(Entries from a dataset)
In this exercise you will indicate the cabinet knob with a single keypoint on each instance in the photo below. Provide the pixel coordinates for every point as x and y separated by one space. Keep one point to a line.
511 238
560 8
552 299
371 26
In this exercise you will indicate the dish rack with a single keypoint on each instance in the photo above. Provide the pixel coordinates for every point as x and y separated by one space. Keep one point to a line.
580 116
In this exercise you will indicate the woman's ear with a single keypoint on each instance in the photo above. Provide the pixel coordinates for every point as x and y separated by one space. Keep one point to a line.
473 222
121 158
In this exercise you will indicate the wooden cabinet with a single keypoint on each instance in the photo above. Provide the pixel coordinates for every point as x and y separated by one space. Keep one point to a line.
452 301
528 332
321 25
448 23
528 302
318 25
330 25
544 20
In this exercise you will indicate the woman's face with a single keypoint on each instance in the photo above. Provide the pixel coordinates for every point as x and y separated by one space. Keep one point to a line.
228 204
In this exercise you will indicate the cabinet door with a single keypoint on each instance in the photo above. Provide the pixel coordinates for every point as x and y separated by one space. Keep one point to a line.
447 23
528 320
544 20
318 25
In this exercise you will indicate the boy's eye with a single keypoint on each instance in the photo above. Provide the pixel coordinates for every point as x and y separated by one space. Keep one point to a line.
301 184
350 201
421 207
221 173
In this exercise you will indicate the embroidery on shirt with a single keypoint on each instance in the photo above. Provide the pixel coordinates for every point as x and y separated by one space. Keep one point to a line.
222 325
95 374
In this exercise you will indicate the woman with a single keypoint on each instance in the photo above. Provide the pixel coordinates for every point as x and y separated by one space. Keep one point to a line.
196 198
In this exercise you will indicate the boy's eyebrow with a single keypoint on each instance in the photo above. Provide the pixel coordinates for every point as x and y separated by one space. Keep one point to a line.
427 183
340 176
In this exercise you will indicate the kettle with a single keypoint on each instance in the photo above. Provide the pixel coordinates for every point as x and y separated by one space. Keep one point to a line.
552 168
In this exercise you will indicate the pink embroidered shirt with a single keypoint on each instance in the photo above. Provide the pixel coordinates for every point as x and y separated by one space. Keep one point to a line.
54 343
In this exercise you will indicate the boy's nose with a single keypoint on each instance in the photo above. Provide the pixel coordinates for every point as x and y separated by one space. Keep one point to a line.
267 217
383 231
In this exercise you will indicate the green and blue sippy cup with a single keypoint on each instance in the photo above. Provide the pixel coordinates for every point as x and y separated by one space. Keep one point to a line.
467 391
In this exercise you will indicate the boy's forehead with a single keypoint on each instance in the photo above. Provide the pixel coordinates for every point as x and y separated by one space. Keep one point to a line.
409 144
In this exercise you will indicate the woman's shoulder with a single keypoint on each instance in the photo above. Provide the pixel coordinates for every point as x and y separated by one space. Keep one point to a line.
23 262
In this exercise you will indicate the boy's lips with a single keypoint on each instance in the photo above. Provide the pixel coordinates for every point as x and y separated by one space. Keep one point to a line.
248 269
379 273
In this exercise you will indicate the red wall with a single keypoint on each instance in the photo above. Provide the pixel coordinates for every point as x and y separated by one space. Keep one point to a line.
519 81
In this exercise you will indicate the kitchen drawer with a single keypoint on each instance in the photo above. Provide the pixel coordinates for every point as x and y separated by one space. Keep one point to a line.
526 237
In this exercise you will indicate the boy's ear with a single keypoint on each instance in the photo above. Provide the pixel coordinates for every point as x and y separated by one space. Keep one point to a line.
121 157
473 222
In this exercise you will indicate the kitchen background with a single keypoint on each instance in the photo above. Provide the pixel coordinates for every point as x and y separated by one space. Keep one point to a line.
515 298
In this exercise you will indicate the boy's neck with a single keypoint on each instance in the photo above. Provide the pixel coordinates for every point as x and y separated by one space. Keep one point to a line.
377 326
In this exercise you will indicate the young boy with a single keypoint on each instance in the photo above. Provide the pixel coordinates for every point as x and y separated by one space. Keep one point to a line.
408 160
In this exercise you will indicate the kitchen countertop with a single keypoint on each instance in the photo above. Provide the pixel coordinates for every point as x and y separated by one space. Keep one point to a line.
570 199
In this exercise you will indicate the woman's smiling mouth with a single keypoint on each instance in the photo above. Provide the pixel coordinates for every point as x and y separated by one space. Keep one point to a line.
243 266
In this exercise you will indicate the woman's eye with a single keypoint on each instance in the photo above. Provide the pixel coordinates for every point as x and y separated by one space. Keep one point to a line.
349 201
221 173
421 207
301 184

_The exercise:_ Your task is to repeat the data exactly, with nothing left out.

_The completed task:_
In this exercise you will indicate the cabinet knob with a single keypoint on each instance in the photo below. Provide the pixel coordinates for every point as x and y separated by one space. Keep one point to a line.
511 238
560 8
552 299
371 26
In this exercise you will indicate the dish rack with a single keypoint on each instance in the photo above. Provide the pixel coordinates for every point as x and y separated by one space. Keep one point to a line.
580 116
In this exercise you will indicate the woman's ear with a single keypoint on each instance in the photo above. Provide the pixel coordinates for every point as x and y separated by one space. Keep one point to a line.
473 222
121 158
In this exercise you will indicate the wooden cabinet with a single keypoint on each instance in the photo above. Provide the pixel coordinates for every point as x and y separated by one space. Keep one point to a line.
452 301
528 332
321 25
448 23
528 302
318 25
330 25
544 20
In this exercise you will indicate the woman's face with a single keypoint on each instance in the photo above. Provide the pixel coordinates for every point as x and y separated by one space. Keep one point to a line.
228 204
In this exercise you will indicate the cabinet door with a single keypoint on each instance in the photo above. Provide the pixel coordinates for every point as x and y separated by one space. Keep one point to a line.
447 23
528 320
544 20
318 25
In this exercise you will indicate the boy's eye with a single keypoint on each instance in the photo above. Provide the pixel coordinates for every point as x and y separated by one space. Keep one point to a line.
301 184
350 201
421 207
221 173
In this exercise you will indicate the embroidery on shirt with a single keypoint on each instance in the photo above. Provide the pixel coordinates for every point as x and y separated by one space. Keep one point to a line.
222 325
95 374
In this exercise you will indicate the woman with a single keypoint on each instance in the photo above. Provide the pixel coordinates for every point as x and y separated by one space. Keep one point to a line.
196 198
In this exercise you will indicate the boy's eyebrow with a single keypoint on each instance in the photo above. Provide the pixel coordinates for every point as x and y separated by one space. Keep one point to a line.
427 183
340 176
In this exercise you will indicate the kettle with a single keypoint on each instance in the photo above. Provide the pixel coordinates for every point as x and y separated by one space. Keep one point to a line.
552 168
In this exercise you will indicate the pink embroidered shirt with a single keypoint on each instance in the photo above. Provide the pixel coordinates for every point as x and y separated by one space. Keep one point to a line.
54 343
In this exercise you will indicate the boy's nose with a single keypoint on each instance in the photo above. Provide the pixel coordinates for every point as x and y separated by one space. Keep one point to a line.
267 217
383 231
In this exercise you will indicate the green and blue sippy cup with a single keypoint on each instance in the photo above. Provide the pixel coordinates for every point as x and y separated by one space. Keep one point to a line.
467 391
In this exercise you will indicate the boy's forehead with a single keypoint on each instance in the photo above. Provide the pixel coordinates for every point as x and y separated by one space. Keep one point to a line.
409 144
In this exercise you will indicate the woman's shoulder with a single keypoint on each instance in the photo above. Provide the pixel coordinates for every point as x and y separated by one space. Keep one point to a line.
23 262
In this exercise you will indicate the boy's lips with a single keypoint on each instance in the photo above. Provide the pixel coordinates for every point as x and y separated by one space. Keep one point to a line.
248 269
379 273
In this exercise you will indicate the red wall with a single keypoint on each instance in the photo above. Provide the pixel coordinates for every point as x and y separated by one space. Keep one point to a line.
519 81
In this exercise you will indicate the kitchen drawer with a single keypoint on each instance in the photo above. Provide the pixel coordinates for every point as x and y separated by one space. Keep one point to a line.
526 237
In this exercise you will indicate the boy's ear with a single keypoint on each instance in the photo above. Provide the pixel coordinates for every point as x and y separated by one space. Keep one point to a line.
121 157
473 222
In this exercise you will indicate the kitchen background with a single keypoint on each instance in the photo above. Provide the pixel coordinates for every point as x and y separated by one space. Keep one point to a line.
515 298
In this exercise you will indicate the boy's neck with a single keypoint on each instance in the photo above. Provide the pixel coordinates for every point as x and y separated by one space. Keep one point to a line.
377 326
In this exercise you will indicate the young boy with a single keypoint on each instance in the photo above. Provide the pixel coordinates for every point as x and y separated by one space. Keep one point to a line.
408 160
In this exercise you will indicate the kitchen countertop with a single keypoint on each instance in the photo above. Provide the pixel coordinates for every point as x and y separated by one space. Keep one point to a line.
570 199
In this exercise you will indicate the woman's smiling mouth with a single keypoint on each instance in the photo above. Provide the pixel coordinates for every point as x and y separated by one space. Keep one point to a line.
243 266
In this exercise you will indicate the woman's eye with a single keypoint on each instance in the photo above. Provide the pixel coordinates for every point as x and y separated by one space. Keep one point to a line.
349 201
221 173
421 207
301 184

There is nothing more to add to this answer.